Region labeling entries:
╔══
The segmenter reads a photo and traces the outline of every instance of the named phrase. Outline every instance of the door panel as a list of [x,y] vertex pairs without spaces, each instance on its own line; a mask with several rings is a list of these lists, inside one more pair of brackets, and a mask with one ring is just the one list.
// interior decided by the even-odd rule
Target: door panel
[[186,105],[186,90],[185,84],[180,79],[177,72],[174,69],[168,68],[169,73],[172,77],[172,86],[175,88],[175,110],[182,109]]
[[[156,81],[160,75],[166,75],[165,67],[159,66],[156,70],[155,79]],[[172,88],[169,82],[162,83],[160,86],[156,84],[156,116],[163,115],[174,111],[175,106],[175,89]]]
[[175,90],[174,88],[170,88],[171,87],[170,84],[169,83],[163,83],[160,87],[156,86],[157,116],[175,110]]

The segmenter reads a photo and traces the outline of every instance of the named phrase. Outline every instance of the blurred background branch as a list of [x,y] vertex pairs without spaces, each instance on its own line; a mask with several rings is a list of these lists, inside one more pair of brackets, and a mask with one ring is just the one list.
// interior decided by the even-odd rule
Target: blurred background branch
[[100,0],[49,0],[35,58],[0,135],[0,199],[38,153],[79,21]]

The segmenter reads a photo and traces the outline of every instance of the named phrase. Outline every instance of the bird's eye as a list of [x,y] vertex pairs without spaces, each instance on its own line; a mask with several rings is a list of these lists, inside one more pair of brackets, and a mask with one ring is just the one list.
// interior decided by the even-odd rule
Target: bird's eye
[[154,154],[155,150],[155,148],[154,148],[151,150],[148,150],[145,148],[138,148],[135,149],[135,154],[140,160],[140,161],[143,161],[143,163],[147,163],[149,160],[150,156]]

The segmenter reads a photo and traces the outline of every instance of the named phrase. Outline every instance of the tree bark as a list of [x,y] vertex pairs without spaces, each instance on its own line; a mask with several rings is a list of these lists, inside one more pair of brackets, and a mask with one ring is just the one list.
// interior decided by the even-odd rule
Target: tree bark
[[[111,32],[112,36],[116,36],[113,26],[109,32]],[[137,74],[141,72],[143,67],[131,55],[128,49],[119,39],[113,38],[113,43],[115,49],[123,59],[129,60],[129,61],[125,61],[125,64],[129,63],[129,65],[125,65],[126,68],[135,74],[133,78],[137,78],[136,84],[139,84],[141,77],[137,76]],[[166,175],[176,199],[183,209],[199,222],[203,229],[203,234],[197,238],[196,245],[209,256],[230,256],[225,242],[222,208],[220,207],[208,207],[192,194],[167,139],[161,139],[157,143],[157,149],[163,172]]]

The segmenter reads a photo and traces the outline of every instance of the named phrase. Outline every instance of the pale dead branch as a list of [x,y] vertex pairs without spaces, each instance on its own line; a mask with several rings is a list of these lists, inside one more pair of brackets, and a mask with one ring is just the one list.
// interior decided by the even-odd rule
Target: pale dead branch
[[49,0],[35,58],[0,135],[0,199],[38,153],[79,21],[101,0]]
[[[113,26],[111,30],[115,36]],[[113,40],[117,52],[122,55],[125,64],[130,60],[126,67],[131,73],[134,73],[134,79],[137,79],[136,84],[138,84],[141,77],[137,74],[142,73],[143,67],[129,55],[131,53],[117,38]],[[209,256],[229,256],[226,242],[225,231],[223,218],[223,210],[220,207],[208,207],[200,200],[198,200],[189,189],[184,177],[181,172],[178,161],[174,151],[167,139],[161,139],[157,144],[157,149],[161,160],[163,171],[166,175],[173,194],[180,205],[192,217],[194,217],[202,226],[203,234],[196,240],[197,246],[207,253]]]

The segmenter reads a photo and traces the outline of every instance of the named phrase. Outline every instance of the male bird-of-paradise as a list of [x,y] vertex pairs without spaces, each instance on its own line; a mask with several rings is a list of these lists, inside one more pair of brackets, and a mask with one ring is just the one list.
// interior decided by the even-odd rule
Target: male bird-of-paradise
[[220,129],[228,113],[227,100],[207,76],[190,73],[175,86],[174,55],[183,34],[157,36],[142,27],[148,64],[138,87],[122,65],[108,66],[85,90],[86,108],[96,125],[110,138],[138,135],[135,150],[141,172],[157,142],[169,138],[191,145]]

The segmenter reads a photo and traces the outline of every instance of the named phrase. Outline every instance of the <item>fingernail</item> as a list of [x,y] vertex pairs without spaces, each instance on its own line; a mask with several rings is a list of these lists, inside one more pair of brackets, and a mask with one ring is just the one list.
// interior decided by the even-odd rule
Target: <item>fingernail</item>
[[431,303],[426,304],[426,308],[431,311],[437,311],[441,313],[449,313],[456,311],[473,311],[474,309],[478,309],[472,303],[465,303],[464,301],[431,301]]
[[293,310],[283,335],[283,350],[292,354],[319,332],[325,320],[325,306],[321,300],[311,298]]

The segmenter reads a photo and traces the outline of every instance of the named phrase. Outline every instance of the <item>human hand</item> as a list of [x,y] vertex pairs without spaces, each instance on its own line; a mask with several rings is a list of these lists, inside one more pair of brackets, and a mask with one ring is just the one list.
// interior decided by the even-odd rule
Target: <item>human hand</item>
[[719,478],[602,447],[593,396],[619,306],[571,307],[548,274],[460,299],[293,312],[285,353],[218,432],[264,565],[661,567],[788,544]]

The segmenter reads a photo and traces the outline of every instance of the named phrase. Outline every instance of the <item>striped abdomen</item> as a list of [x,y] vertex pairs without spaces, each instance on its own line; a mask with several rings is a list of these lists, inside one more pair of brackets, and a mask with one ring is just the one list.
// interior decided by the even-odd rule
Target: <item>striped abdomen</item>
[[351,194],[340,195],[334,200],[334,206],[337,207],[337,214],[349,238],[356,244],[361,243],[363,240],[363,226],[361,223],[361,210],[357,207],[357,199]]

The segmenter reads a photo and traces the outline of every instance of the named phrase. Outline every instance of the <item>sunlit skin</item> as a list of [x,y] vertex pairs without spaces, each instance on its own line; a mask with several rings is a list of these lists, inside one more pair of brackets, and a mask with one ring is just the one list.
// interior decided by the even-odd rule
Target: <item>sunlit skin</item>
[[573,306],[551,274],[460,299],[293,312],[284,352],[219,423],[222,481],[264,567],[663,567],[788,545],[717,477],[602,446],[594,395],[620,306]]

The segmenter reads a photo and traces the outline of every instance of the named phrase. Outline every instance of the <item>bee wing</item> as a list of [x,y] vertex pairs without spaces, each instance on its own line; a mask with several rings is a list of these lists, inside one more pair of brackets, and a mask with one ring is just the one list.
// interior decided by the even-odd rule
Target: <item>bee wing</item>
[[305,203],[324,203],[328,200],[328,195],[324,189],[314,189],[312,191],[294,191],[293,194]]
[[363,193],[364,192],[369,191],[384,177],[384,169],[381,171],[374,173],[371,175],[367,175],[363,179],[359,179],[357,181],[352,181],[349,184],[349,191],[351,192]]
╚══
§ **What is needed**
Please render all the rows above as a numbered list, leaving out any blank lines.

§ **Full output**
1. The segmenter reads a photo and traces the outline of every instance of the named phrase. Outline every instance of the door panel as a list of [x,y] vertex pairs without spaces, each instance on its own line; a mask with several rings is a list of these lists, inside one more pair of brackets, and a mask with one ring is just the one list.
2. // interior decided by the even-odd rule
3. Target: door panel
4. [[186,105],[186,90],[185,84],[180,79],[177,72],[174,69],[168,68],[169,73],[172,77],[172,86],[175,88],[175,110],[182,109]]
5. [[[156,81],[160,75],[166,75],[165,67],[159,66],[156,70],[155,79]],[[172,88],[169,82],[162,83],[160,86],[156,84],[156,116],[163,115],[174,111],[175,106],[175,89]]]
6. [[175,90],[174,88],[170,88],[171,87],[170,84],[169,83],[163,83],[160,87],[156,86],[157,116],[175,110]]
7. The segmenter reads a photo and traces the outline of every instance of the named phrase. Outline every instance of the blurred background branch as a list of [x,y] vertex pairs without spaces, each instance on its own line; a mask with several rings is a list of these lists, inside one more pair of brackets, and a mask with one ring is just the one list.
8. // interior decided by the even-odd rule
9. Target: blurred background branch
10. [[100,0],[49,0],[35,58],[0,135],[0,199],[38,153],[79,21]]
11. The segmenter reads a photo and traces the outline of every instance of the named phrase. Outline every instance of the bird's eye as a list of [x,y] vertex pairs without spaces, each instance on its own line; a mask with several rings is a list of these lists, inside one more pair of brackets, and a mask with one ring is just the one list.
12. // interior decided by the even-odd rule
13. Target: bird's eye
14. [[154,154],[155,150],[155,148],[154,148],[151,150],[148,150],[145,148],[138,148],[135,149],[135,154],[140,160],[140,161],[143,161],[143,163],[147,163],[149,160],[150,156]]
15. The segmenter reads a photo and traces the outline of every instance of the named phrase. Outline every instance of the tree bark as a list of [x,y] vertex pairs without spaces, each instance on its own line; a mask with several rings is a list of these lists, inside one more pair of brackets, and a mask with one ring is just the one list.
16. // interior decided by the even-odd rule
17. Target: tree bark
18. [[[111,32],[112,36],[116,36],[113,26],[109,32]],[[137,74],[141,72],[143,67],[131,55],[128,49],[119,39],[113,38],[113,43],[115,49],[123,59],[129,60],[129,61],[125,61],[125,64],[129,63],[129,65],[125,65],[126,68],[135,74],[133,78],[137,78],[136,84],[139,84],[141,77],[137,76]],[[166,175],[176,199],[183,209],[199,222],[203,229],[203,234],[197,238],[196,245],[209,256],[230,256],[225,242],[222,208],[220,207],[208,207],[192,194],[167,139],[161,139],[157,143],[157,149],[163,172]]]
19. The segmenter reads a photo and traces the outline of every instance of the named phrase. Outline every instance of the pale dead branch as a list of [x,y] vertex pairs without spaces, each instance on its own line; a mask with several rings is a list of these lists, inside one more pair of brackets, and a mask with one ring is just the one list.
20. // interior decided by the even-odd rule
21. Target: pale dead branch
22. [[49,0],[35,58],[0,135],[0,199],[38,153],[79,21],[101,0]]
23. [[[113,26],[111,30],[115,36]],[[113,40],[117,52],[122,55],[125,64],[130,60],[126,67],[131,73],[134,73],[134,79],[137,79],[136,84],[138,84],[141,77],[137,74],[142,73],[143,67],[129,55],[131,53],[117,38]],[[209,256],[229,256],[226,242],[225,231],[223,218],[223,210],[220,207],[208,207],[200,200],[198,200],[189,189],[184,177],[181,172],[178,161],[174,151],[167,139],[161,139],[157,144],[157,149],[161,160],[163,171],[166,175],[173,194],[180,205],[192,217],[194,217],[202,226],[203,234],[196,240],[197,246],[207,253]]]
24. The segmenter reads a photo and traces the outline of every instance of the named phrase. Outline every instance of the male bird-of-paradise as a list of [x,y] vertex pairs without spaces, each instance on its own line; a mask with several rings is a list of these lists, inside one more pair of brackets, and a mask with one ring is just the one list.
25. // interior decided by the even-odd rule
26. Target: male bird-of-paradise
27. [[220,129],[228,113],[227,100],[207,76],[190,73],[175,86],[174,55],[183,34],[157,36],[142,27],[148,64],[138,87],[122,65],[108,66],[85,90],[86,108],[96,125],[110,138],[138,135],[135,150],[141,172],[157,142],[169,138],[191,145]]
28. The segmenter reads a photo and traces the outline of every instance of the named phrase. Outline every instance of the <item>fingernail</item> as a list of [x,y] vertex pairs without spaces, each instance on its own line; a mask with several rings is a list of these lists, inside one more pair of brackets, and a mask with one ring is just the one list.
29. // interior decided by the even-odd rule
30. Target: <item>fingernail</item>
31. [[431,303],[426,304],[426,308],[431,311],[437,311],[441,313],[449,313],[456,311],[473,311],[474,309],[478,309],[472,303],[465,303],[464,301],[431,301]]
32. [[293,310],[283,335],[283,350],[292,354],[319,332],[325,320],[325,306],[321,300],[311,298]]
33. The segmenter reads a photo and traces the outline of every instance of the named phrase. Outline every instance of the <item>human hand</item> as a list of [x,y] vertex pairs without spaces, each instance on its own line; a mask with several rings is a list of these lists, inside one more pair of brackets, and a mask with one ring is just the one list.
34. // interior decided by the even-odd rule
35. Target: <item>human hand</item>
36. [[719,478],[602,447],[593,396],[619,306],[571,307],[548,274],[460,299],[293,312],[285,353],[218,432],[264,565],[661,567],[788,544]]
37. The segmenter reads a photo and traces the outline of every instance of the named phrase. Outline every instance of the <item>striped abdomen</item> as a list of [x,y] vertex pairs without spaces, each instance on its own line; a mask with several rings is a list of these lists, inside one more pair of brackets, and a mask with one ring is just the one list.
38. // interior decided by the even-odd rule
39. Target: <item>striped abdomen</item>
40. [[351,194],[340,195],[334,200],[334,206],[337,207],[337,214],[349,238],[356,244],[361,243],[363,240],[363,226],[361,223],[361,210],[357,207],[357,199]]
41. The segmenter reads a photo and traces the outline of every instance of the named phrase. Outline every instance of the <item>sunlit skin</item> as a list of [x,y] vertex pairs without spaces, each instance on its own line; a mask with several rings is a list of these lists, inside one more pair of brackets, and a mask with one ring is just the one list.
42. // interior decided by the even-odd rule
43. Target: <item>sunlit skin</item>
44. [[573,306],[551,274],[460,299],[293,312],[284,352],[219,423],[222,481],[264,567],[663,567],[788,545],[717,477],[602,446],[594,395],[620,306]]
45. The segmenter reads a photo and traces the outline of every instance of the named phrase. Outline every instance of the <item>bee wing</item> as a list of [x,y] vertex pairs without spaces, each instance on its own line; a mask with several rings is a list of these lists, inside one more pair of brackets, and a mask with one ring is just the one list.
46. // interior decided by the even-odd rule
47. Target: <item>bee wing</item>
48. [[305,203],[324,203],[328,200],[328,195],[324,189],[314,189],[312,191],[294,191],[293,194]]
49. [[363,193],[364,192],[369,191],[384,177],[384,169],[381,171],[374,173],[371,175],[367,175],[363,179],[359,179],[357,181],[352,181],[349,184],[349,191],[351,192]]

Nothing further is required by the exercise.